### Übungsaufgabe A
Sammle jede Zeile der Datensätze, in der die Zeichenfolge „chair“ vorkommt. Groß- und Kleinschreibung ist dabei zu beachten.

### Ausgewählter Abschnitt
»»
Zum Tod von Michael Jackson

Die einzig wahre Legende

Eine laue Sommernacht. Ein Cabrio fährt die Straße entlang. Dann geht das Benzin aus. Ein Pärchen steigt aus - sie mit einem weißen Kopftuch, er in einer roten 80er-Jahre-Jacke. Ein Verlobungsring wechselt den Besitzer. Plötzlich bricht der Vollmond hinter einer Wolke hervor. Der Verlobte verwandelt sich in einen Werwolf. "Ich bin nicht wie alle anderen!", hatte der Mann mit dem "M" auf der Jacke noch gesagt.

Autor/in:
Boris Fust
 (DR)
««
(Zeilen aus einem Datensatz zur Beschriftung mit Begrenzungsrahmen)
»»
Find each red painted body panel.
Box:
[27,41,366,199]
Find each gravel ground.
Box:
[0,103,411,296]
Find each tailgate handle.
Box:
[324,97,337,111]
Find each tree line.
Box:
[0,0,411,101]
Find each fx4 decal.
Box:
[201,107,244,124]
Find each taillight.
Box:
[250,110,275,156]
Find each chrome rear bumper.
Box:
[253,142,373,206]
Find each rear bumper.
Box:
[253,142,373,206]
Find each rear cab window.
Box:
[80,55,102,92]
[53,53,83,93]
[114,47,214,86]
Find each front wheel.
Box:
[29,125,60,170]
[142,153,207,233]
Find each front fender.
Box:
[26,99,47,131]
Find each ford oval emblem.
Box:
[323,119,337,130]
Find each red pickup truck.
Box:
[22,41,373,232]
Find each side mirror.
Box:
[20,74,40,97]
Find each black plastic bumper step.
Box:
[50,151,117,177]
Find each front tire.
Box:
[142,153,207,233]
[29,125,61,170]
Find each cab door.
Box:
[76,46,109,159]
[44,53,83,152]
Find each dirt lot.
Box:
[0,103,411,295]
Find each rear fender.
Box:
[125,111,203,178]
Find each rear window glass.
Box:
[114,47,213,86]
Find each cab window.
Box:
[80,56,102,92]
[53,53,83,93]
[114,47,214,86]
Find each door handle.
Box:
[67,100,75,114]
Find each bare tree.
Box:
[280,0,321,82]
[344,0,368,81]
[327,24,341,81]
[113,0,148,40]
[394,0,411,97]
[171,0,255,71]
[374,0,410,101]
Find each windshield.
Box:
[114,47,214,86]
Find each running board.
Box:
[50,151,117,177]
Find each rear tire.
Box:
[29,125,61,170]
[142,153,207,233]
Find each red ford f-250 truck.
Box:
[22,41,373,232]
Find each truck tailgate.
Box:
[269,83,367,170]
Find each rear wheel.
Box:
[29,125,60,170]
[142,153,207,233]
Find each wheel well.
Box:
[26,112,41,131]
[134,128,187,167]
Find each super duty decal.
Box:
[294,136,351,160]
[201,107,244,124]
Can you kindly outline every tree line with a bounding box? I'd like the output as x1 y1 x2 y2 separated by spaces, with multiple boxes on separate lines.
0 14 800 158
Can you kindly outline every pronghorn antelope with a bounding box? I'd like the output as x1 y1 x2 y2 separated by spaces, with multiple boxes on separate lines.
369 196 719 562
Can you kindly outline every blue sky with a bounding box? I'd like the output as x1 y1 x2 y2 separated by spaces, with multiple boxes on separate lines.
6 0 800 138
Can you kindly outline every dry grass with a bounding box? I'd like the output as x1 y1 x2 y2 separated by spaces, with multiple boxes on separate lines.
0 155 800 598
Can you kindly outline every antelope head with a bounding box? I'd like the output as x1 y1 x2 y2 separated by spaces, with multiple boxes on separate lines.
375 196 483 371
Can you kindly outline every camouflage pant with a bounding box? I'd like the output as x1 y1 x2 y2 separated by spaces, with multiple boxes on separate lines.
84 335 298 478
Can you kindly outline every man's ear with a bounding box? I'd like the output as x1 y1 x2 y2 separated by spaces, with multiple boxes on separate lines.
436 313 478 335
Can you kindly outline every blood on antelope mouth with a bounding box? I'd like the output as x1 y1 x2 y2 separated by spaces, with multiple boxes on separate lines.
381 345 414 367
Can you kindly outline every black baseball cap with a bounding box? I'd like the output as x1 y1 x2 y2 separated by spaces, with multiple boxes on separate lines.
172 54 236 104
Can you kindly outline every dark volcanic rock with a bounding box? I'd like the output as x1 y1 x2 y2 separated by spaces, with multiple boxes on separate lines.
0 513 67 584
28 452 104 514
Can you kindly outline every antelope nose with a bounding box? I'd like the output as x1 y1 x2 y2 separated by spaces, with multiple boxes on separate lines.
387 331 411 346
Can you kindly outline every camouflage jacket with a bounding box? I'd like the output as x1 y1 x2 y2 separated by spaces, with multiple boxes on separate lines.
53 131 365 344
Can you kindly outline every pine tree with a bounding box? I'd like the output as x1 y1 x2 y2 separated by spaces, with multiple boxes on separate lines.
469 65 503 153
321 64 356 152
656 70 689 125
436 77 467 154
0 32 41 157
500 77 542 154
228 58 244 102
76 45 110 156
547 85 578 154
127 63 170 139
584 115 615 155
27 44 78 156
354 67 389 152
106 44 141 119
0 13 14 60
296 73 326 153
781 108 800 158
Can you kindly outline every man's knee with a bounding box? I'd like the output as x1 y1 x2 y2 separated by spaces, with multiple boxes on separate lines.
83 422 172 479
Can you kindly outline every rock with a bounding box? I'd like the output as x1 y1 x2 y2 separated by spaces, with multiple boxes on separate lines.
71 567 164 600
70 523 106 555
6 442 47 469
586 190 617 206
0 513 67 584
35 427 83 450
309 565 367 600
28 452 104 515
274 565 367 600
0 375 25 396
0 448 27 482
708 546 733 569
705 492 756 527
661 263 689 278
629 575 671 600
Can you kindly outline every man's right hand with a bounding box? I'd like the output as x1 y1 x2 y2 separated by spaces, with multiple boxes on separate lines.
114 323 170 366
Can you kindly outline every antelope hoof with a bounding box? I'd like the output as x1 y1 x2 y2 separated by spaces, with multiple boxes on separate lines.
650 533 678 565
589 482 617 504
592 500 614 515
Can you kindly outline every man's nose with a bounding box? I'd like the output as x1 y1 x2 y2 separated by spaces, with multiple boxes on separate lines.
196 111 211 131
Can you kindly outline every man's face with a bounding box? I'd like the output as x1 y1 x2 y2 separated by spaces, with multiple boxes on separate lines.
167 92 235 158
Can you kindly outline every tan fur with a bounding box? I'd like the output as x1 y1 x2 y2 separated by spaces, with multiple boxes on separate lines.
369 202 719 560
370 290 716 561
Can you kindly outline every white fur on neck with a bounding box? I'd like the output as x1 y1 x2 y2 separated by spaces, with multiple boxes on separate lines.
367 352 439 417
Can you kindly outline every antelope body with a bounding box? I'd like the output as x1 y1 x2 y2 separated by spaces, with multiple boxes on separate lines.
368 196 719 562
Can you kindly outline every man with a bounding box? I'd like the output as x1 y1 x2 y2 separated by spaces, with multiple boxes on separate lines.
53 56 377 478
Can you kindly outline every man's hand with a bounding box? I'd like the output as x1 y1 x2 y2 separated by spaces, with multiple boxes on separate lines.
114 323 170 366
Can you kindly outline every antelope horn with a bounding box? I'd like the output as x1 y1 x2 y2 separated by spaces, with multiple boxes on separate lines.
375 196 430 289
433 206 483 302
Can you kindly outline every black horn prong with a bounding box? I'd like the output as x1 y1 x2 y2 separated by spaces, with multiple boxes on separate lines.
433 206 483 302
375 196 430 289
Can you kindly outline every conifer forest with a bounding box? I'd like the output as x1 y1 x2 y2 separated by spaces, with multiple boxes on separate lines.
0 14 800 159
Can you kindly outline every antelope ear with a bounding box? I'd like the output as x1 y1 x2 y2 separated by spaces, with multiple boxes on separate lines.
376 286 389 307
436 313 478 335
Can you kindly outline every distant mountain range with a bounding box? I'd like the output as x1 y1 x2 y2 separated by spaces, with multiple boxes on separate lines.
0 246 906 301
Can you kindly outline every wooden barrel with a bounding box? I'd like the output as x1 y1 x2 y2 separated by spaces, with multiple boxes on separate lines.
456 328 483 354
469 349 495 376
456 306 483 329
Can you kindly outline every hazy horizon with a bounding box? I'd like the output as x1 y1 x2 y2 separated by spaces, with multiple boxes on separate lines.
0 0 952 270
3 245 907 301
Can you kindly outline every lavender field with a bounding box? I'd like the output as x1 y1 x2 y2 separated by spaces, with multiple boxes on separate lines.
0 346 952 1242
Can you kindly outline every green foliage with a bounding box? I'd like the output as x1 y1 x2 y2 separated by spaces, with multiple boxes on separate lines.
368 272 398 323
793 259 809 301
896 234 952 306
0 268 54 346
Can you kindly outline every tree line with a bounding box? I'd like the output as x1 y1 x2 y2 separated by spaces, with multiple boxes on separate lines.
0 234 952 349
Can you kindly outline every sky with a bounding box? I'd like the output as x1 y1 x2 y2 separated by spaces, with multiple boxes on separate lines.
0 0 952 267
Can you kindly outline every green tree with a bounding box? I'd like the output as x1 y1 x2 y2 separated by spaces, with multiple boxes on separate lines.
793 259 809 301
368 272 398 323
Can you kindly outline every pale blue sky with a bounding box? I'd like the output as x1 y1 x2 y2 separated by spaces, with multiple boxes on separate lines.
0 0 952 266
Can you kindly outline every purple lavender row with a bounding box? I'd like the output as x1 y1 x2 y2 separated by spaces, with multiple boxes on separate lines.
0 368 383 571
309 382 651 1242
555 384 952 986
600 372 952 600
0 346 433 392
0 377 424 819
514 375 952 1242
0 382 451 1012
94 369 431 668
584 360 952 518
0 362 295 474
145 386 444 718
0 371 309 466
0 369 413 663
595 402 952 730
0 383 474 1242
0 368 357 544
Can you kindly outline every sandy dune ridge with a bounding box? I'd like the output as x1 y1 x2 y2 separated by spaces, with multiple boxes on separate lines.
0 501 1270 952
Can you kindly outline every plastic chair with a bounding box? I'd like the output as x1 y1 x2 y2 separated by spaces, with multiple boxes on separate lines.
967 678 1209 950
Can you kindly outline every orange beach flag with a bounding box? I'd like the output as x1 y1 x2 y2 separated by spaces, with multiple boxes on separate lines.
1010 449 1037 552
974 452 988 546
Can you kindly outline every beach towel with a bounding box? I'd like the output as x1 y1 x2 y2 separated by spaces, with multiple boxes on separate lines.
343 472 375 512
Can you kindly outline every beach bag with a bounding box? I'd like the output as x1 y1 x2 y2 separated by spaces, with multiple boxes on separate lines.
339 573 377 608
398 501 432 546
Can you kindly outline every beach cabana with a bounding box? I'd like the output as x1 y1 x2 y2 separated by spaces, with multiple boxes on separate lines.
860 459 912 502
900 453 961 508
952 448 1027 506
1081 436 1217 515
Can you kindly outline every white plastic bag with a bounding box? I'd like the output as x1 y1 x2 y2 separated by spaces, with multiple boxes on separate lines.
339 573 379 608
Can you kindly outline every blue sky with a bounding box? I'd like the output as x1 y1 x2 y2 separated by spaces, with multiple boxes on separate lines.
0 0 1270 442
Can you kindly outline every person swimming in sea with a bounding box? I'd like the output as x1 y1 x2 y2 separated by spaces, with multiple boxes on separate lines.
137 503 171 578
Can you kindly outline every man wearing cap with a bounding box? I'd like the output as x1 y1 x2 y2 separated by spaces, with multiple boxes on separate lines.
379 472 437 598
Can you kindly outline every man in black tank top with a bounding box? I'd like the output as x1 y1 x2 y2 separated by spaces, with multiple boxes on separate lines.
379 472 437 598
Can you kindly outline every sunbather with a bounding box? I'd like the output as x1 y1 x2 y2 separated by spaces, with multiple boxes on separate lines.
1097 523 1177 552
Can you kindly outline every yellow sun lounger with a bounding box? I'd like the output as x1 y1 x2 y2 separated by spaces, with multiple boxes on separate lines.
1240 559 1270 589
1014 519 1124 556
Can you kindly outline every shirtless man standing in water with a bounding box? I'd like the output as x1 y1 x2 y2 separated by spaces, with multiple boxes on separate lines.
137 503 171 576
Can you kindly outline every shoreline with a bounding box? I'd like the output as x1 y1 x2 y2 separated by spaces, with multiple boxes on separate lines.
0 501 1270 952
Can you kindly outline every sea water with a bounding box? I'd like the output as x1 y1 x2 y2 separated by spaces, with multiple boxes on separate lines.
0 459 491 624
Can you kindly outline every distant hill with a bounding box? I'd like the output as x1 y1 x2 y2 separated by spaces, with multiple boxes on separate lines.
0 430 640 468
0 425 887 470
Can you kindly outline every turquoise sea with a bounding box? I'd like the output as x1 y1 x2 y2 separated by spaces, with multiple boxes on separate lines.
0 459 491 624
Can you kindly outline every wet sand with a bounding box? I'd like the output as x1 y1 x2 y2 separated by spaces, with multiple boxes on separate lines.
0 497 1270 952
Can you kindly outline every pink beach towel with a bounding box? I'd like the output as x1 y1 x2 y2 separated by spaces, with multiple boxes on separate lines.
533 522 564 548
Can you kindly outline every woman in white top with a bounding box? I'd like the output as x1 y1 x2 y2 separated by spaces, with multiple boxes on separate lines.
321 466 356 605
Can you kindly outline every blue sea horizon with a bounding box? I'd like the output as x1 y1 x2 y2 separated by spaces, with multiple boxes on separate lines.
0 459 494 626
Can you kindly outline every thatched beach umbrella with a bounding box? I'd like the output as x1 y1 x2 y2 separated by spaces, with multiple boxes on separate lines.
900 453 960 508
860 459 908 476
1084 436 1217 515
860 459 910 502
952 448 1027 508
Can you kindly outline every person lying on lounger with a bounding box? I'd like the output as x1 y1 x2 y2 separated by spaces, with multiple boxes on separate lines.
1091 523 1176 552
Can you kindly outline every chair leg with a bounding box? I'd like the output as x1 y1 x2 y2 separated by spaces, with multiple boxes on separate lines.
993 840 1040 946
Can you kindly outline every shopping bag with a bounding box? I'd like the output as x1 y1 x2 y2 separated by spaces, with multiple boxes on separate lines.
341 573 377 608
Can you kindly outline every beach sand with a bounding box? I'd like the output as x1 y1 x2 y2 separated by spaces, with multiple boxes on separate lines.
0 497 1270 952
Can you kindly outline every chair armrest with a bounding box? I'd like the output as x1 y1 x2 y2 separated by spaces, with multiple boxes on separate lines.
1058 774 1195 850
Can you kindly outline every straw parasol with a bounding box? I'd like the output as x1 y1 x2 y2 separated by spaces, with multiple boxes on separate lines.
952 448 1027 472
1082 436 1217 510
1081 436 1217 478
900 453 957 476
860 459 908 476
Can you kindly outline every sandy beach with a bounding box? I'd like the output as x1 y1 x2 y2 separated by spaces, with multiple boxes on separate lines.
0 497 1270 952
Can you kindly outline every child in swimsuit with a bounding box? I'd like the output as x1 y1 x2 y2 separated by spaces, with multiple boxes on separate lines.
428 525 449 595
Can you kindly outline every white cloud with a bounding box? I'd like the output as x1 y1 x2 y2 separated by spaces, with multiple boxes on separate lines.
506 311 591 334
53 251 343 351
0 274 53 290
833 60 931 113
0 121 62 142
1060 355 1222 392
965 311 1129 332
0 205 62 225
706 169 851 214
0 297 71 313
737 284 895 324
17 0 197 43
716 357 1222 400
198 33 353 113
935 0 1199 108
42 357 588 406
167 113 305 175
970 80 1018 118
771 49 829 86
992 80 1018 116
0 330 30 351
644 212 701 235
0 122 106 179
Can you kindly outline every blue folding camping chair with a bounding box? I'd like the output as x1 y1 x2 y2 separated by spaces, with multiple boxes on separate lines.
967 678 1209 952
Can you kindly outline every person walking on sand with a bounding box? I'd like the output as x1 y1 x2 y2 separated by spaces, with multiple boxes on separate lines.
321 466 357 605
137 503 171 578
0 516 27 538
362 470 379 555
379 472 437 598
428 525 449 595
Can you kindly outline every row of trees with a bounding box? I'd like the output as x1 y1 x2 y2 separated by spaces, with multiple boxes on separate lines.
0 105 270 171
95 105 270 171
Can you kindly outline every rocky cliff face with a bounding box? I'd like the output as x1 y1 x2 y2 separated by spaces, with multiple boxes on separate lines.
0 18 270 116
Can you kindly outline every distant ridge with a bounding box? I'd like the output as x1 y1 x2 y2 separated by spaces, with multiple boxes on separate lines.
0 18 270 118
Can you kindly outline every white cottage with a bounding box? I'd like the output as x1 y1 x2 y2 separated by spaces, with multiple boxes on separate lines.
««
### Übungsaufgabe B
Gib aus dem Text zum Tod von Michael Jackson den Abschnitt von „Die einzig wahre“ bis „Jacke noch gesagt.“ wortgetreu aus.

### Vollständige Ausgabe A
Can you kindly outline every plastic chair with a bounding box? I'd like the output as x1 y1 x2 y2 separated by spaces, with multiple boxes on separate lines.
Can you kindly outline every chair leg with a bounding box? I'd like the output as x1 y1 x2 y2 separated by spaces, with multiple boxes on separate lines.
Can you kindly outline every chair armrest with a bounding box? I'd like the output as x1 y1 x2 y2 separated by spaces, with multiple boxes on separate lines.
Can you kindly outline every blue folding camping chair with a bounding box? I'd like the output as x1 y1 x2 y2 separated by spaces, with multiple boxes on separate lines.

### Vollständige Ausgabe B
Die einzig wahre Legende

Eine laue Sommernacht. Ein Cabrio fährt die Straße entlang. Dann geht das Benzin aus. Ein Pärchen steigt aus - sie mit einem weißen Kopftuch, er in einer roten 80er-Jahre-Jacke. Ein Verlobungsring wechselt den Besitzer. Plötzlich bricht der Vollmond hinter einer Wolke hervor. Der Verlobte verwandelt sich in einen Werwolf. "Ich bin nicht wie alle anderen!", hatte der Mann mit dem "M" auf der Jacke noch gesagt.